What is being asked: Render every row below as a JSON list of strings, one string per line, with blank lines omitted.

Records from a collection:

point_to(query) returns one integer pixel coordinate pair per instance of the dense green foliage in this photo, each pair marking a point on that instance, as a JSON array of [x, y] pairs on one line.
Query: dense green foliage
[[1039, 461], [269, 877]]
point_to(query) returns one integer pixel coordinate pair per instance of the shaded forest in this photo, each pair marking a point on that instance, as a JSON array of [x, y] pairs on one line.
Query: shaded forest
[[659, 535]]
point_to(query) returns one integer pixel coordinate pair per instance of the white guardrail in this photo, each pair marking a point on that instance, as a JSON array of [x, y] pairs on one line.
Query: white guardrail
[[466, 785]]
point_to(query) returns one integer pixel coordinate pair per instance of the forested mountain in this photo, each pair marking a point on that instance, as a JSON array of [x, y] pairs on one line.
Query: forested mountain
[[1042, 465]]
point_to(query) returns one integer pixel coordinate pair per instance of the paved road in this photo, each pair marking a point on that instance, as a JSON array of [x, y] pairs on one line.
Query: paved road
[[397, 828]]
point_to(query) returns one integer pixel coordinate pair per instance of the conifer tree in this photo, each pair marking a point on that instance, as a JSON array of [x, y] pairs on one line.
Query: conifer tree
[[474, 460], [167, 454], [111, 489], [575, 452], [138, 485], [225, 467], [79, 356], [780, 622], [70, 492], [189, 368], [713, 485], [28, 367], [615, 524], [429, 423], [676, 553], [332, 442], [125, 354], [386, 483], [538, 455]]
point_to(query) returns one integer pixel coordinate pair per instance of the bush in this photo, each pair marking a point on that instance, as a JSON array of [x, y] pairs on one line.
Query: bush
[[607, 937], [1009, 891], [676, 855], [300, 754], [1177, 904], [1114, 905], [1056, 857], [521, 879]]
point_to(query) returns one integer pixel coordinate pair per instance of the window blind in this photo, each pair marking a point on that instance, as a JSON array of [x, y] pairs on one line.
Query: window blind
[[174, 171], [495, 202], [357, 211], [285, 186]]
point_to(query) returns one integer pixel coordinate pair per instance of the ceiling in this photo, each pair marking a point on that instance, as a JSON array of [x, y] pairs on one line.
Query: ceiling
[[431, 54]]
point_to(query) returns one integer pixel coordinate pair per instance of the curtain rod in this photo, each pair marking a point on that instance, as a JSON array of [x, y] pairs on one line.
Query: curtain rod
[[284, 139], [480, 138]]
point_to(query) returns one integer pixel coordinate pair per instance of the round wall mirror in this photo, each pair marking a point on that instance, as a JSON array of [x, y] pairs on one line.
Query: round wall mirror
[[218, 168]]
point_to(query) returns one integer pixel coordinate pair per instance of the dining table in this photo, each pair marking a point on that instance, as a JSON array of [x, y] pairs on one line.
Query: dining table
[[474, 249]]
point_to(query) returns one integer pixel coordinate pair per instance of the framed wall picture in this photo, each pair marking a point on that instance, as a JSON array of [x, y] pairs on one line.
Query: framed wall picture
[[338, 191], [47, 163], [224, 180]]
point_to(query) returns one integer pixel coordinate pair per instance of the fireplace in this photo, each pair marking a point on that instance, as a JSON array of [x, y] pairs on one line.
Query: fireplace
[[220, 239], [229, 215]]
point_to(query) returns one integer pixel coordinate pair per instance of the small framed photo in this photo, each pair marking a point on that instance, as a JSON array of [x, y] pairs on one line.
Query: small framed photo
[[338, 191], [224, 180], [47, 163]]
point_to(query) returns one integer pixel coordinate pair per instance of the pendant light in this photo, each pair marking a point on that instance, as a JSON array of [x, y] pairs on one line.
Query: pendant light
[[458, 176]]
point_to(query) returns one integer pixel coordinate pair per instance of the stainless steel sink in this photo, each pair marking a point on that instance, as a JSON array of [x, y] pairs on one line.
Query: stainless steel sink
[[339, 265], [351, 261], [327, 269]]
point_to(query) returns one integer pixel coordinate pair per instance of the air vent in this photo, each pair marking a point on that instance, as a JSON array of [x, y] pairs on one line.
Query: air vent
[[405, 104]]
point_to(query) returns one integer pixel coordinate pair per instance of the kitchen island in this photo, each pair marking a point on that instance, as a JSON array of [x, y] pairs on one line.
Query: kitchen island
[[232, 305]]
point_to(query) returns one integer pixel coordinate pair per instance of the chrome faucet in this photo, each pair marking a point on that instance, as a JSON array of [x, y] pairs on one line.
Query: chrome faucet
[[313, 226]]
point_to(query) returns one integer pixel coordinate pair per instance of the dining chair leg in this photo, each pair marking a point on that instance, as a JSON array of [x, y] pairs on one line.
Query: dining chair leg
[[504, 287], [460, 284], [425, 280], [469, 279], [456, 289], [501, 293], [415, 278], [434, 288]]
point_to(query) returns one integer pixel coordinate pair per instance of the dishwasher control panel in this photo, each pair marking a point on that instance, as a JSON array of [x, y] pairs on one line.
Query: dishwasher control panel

Exercise output:
[
  "point_to(query) returns one integer pixel coordinate pair per instance of the dense green foliage in this photo, each pair marking a point on that instance, as a JSON array of [x, y] pairs on one line.",
  "Query: dense green foliage",
  "[[1039, 461], [269, 877]]",
  "point_to(query) returns one integer pixel coordinate pair per instance of the shaded forest in this photo, each pair marking a point on that instance, as a JSON array of [x, y] pairs on one line.",
  "Query: shaded forest",
  "[[659, 535]]",
  "point_to(query) returns one integer pixel coordinate pair per instance of the white guardrail in this photo, each pair marking a point on that instance, as a JSON array of [x, y] pairs on one line.",
  "Query: white guardrail",
  "[[466, 785]]",
  "point_to(query) returns one integer pixel coordinate pair per instance of the forested mountain in this photo, each pair marking a point on that instance, as a JSON array of [x, y] pairs on one line.",
  "Query: forested mountain",
  "[[1042, 465]]",
  "point_to(query) returns one integer pixel coordinate pair per instance of the paved road in this photo, each pair marking a point on that instance, as a JSON array of [x, y] pairs on one line.",
  "Query: paved road",
  "[[397, 828]]",
  "point_to(query) returns one integer pixel coordinate pair per instance of the conifer tree in this photo, each pair marking a point on that instance, as a JSON array of [x, y] pairs on one line.",
  "Query: conifer tree",
  "[[474, 460], [167, 454], [111, 489], [575, 452], [138, 485], [225, 467], [79, 356], [780, 622], [70, 492], [189, 368], [713, 485], [28, 367], [615, 524], [429, 423], [676, 553], [332, 442], [125, 354], [386, 483], [538, 455]]",
  "point_to(query) returns one integer pixel coordinate pair per instance of the bush in this photo, each pair marking a point on that instance, as a JSON array of [x, y] pairs on one line.",
  "Query: bush",
  "[[607, 937], [1009, 891], [676, 855], [300, 754], [1177, 904], [1114, 905], [1056, 857], [521, 879]]",
  "point_to(query) returns one integer pixel coordinate pair per instance of the window blind in this photo, each pair marking a point on that instance, as a JSON array of [x, y] pairs on one line.",
  "Query: window blind",
  "[[174, 171], [495, 202], [357, 211], [285, 186]]",
  "point_to(query) returns one integer pixel coordinate pair per instance of the ceiling in this photo, each pair marking a point on that instance, as a JSON array of [x, y] pairs on one line.",
  "Query: ceiling",
  "[[431, 54]]",
  "point_to(query) returns one integer pixel coordinate pair per instance of the curtain rod in this photo, each pair marking a point on that instance, as a JSON array of [x, y] pairs on one line.",
  "Query: curtain rod",
  "[[284, 139], [480, 138]]",
  "point_to(query) returns one integer pixel coordinate pair per instance of the round wall mirror in this photo, each pair marking a point on that instance, as a JSON array of [x, y] pairs on one line.",
  "Query: round wall mirror",
  "[[218, 168]]",
  "point_to(query) returns one integer pixel coordinate pair per instance of the dining table in this photo, each pair marking a point on that instance, as a JSON array of [x, y] pairs on one line.",
  "Query: dining table",
  "[[474, 249]]",
  "point_to(query) returns one integer pixel coordinate pair per instance of the framed wall picture in this photo, each pair marking a point on that instance, as a JSON array of [x, y] pairs on one line.",
  "Query: framed wall picture",
  "[[338, 191], [47, 163], [224, 180]]",
  "point_to(query) returns one integer pixel coordinate pair per instance of the fireplace in this photo, each pair marking a point on that instance, as a JSON array of [x, y] pairs on one line.",
  "Query: fireplace",
  "[[220, 239], [229, 215]]",
  "point_to(query) returns one integer pixel coordinate pair per instance of the small framed photo in this photo, each pair marking a point on that instance, as a JSON array of [x, y] pairs on one line.",
  "Query: small framed photo",
  "[[338, 191], [224, 180], [47, 163]]",
  "point_to(query) returns one integer pixel coordinate pair per instance of the pendant light in this photo, each pair marking a point on that instance, as a JSON array of [x, y] pairs on one line.",
  "Query: pendant light",
  "[[458, 176]]",
  "point_to(query) returns one integer pixel coordinate pair per instance of the stainless steel sink in this photo, each pair marking a point on that instance, as a JSON array of [x, y] pairs on one line.",
  "Query: stainless steel sink",
  "[[339, 265], [351, 261], [327, 269]]",
  "point_to(query) returns one integer pixel coordinate pair per instance of the air vent in this photo, each pair marking a point on that instance, as a JSON array of [x, y] pairs on one line.",
  "Query: air vent",
  "[[405, 104]]",
  "point_to(query) returns one integer pixel coordinate pair per instance of the kitchen island in this photo, each pair marking a point on that instance, as a JSON array of [x, y] pairs on one line.",
  "Query: kitchen island",
  "[[232, 305]]",
  "point_to(query) returns one integer pixel coordinate pair per instance of the chrome faucet in this photo, each pair marking a point on that instance, as a JSON array of [x, y] pairs on one line.",
  "Query: chrome faucet",
  "[[313, 226]]",
  "point_to(query) returns one integer pixel coordinate pair per instance of the dining chair leg in this photo, each pair marking a point on that instance, as a JSON array of [x, y] pairs on one line.",
  "Query: dining chair leg",
  "[[504, 287], [460, 284], [425, 280], [469, 279], [456, 289], [501, 293], [415, 278], [434, 288]]",
  "point_to(query) returns one integer pixel coordinate pair per instance of the dishwasher control panel in this photo, each pair marking a point on that instance, as a JSON array of [x, y] pairs on one line.",
  "Query: dishwasher control panel"
]